Listed records =
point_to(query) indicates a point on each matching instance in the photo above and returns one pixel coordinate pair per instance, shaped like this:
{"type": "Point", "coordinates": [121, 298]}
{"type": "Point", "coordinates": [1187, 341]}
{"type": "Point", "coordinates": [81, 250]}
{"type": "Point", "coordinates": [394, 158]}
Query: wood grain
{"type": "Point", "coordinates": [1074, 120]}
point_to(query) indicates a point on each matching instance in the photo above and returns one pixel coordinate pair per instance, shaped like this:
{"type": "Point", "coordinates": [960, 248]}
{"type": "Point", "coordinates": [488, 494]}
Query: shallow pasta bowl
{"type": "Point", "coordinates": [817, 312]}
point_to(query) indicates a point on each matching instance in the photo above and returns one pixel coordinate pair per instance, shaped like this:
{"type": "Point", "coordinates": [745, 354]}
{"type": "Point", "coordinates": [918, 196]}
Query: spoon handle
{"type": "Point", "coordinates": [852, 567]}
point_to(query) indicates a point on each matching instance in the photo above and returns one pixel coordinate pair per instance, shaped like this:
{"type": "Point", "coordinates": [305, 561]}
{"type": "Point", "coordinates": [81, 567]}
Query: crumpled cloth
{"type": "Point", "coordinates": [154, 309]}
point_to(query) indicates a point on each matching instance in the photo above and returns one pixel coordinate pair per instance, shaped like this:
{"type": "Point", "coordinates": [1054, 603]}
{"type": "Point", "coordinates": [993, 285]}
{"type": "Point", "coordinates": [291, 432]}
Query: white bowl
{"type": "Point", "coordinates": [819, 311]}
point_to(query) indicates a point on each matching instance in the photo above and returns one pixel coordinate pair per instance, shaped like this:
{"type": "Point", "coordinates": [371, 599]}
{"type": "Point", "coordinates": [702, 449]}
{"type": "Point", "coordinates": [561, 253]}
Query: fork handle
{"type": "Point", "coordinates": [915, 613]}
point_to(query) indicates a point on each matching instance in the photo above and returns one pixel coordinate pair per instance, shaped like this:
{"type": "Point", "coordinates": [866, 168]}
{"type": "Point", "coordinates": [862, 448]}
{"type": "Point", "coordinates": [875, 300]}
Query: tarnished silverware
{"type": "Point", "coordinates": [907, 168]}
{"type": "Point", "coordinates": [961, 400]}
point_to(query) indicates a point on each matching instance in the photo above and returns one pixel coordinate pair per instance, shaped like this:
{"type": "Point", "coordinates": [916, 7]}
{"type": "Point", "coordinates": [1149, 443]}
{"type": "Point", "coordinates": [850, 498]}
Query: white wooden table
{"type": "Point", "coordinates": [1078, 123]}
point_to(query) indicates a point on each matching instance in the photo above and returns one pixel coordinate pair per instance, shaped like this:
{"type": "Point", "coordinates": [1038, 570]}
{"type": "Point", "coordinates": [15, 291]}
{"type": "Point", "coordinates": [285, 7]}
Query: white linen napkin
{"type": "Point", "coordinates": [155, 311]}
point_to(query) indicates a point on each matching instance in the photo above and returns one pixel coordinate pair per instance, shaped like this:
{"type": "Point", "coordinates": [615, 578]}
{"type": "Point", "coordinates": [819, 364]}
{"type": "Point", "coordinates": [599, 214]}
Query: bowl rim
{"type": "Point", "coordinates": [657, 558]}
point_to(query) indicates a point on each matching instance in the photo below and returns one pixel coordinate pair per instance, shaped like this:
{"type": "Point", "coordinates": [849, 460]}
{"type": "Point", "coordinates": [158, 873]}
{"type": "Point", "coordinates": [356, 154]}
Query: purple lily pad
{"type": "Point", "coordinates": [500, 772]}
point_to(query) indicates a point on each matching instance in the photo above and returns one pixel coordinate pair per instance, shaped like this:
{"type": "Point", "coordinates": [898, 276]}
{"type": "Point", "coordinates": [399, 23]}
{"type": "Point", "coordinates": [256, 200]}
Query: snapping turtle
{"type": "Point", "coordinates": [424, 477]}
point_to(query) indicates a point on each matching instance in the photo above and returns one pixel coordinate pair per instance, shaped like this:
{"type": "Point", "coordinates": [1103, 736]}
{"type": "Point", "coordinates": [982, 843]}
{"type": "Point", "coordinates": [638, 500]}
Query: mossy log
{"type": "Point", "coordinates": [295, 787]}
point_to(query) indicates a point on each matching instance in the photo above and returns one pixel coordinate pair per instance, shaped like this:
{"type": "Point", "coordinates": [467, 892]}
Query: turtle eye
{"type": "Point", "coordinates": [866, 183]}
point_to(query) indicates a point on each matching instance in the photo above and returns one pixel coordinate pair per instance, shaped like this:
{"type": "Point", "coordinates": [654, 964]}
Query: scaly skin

Set problem =
Reproduce only the lines from the line containing "the photo below" to the last line of the material above, both of those lines included.

Answer to the problem =
point_to(query) indicates a point on each matching instance in the photo below and returns one pixel coordinate pair per instance, shaped like this:
{"type": "Point", "coordinates": [849, 460]}
{"type": "Point", "coordinates": [158, 873]}
{"type": "Point", "coordinates": [356, 154]}
Query: purple lily pad
{"type": "Point", "coordinates": [500, 772]}
point_to(query) indicates a point on each matching instance in the photo above and returns one pixel coordinate pair per instance, shaped like this:
{"type": "Point", "coordinates": [898, 276]}
{"type": "Point", "coordinates": [399, 23]}
{"type": "Point", "coordinates": [256, 200]}
Query: snapping turtle
{"type": "Point", "coordinates": [424, 477]}
point_to(query) indicates a point on each matching instance in the photo above and returns one pixel coordinate pair per instance, shaped like this:
{"type": "Point", "coordinates": [1103, 736]}
{"type": "Point", "coordinates": [982, 843]}
{"type": "Point", "coordinates": [638, 500]}
Query: mossy log
{"type": "Point", "coordinates": [295, 787]}
point_to(query) indicates a point on each matching instance in the photo above and returns one pixel coordinate pair per instance, shaped like this:
{"type": "Point", "coordinates": [467, 892]}
Query: turtle eye
{"type": "Point", "coordinates": [866, 183]}
point_to(query) indicates a point on each matching instance in the photo above and returns one pixel coordinate pair per instance, shaped like this:
{"type": "Point", "coordinates": [654, 964]}
Query: scaly skin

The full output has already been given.